Extract:
=-=-=

William Merritt Chase (November 1, 1849October 25, 1916) was an American painter, known as an exponent of Impressionism and as a teacher. He is also responsible for establishing the Chase School, which later would become Parsons School of Design.

Early life and training 

William Merritt Chase was born on November 1, 1849, in Williamsburg (now Nineveh), Indiana, to the family of Sarah Swain and David H. Chase, a local businessman. Chase's father moved the family to Indianapolis in 1861, and employed his son as a salesman in the family business. Chase showed an early interest in art, and studied under local, self-taught artists Barton S. Hays and Jacob Cox.

At the age of 19 he decided to become a sailor and travelled with his friend to Annapolis where he was commissioned to a merchant ship. After a brief three-month stint in the Navy, Chase understood that it wasn't for him and his teachers urged him to travel to New York to further his artistic training. He arrived in New York in 1869, met and studied with Joseph Oriel Eaton for a short time, then enrolled in the National Academy of Design under Lemuel Wilmarth, a student of the famous French artist Jean-Léon Gérôme.

In 1870, declining family fortunes forced Chase to leave New York for St. Louis, Missouri, where his family was then based. While he worked to help support his family he became active in the St. Louis art community, winning prizes for his paintings at a local exhibition. He also exhibited his first painting at the National Academy in 1871. Chase's talent elicited the interest of wealthy St. Louis collectors who arranged for him to visit Europe for two years, in exchange for paintings and Chase's help in securing European art for their collections.

In Europe, Chase settled at the Academy of Fine Arts, Munich, a long-standing center of art training that was attracting increasing numbers of Americans and attracted Chase because it had fewer distractions than Paris. He studied under Alexander von Wagner and Karl von Piloty, and befriended American artists Walter Shirlaw, Frank Duveneck, and J(oseph) Frank Currier.

=-=-=

Point-based annotation data:
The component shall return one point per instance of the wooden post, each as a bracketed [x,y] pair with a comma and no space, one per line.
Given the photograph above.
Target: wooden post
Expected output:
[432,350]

=-=-=

Tasks for this exercise:
1. Extract the stretch of the William Merritt Chase biography from "William Merritt Chase (November" through "and Jacob Cox.".
2. According to the William Merritt Chase biography, which two teachers did Chase study under in Munich?

Task solutions:
1.
William Merritt Chase (November 1, 1849October 25, 1916) was an American painter, known as an exponent of Impressionism and as a teacher. He is also responsible for establishing the Chase School, which later would become Parsons School of Design.

Early life and training 

William Merritt Chase was born on November 1, 1849, in Williamsburg (now Nineveh), Indiana, to the family of Sarah Swain and David H. Chase, a local businessman. Chase's father moved the family to Indianapolis in 1861, and employed his son as a salesman in the family business. Chase showed an early interest in art, and studied under local, self-taught artists Barton S. Hays and Jacob Cox.

2. Alexander von Wagner and Karl von Piloty.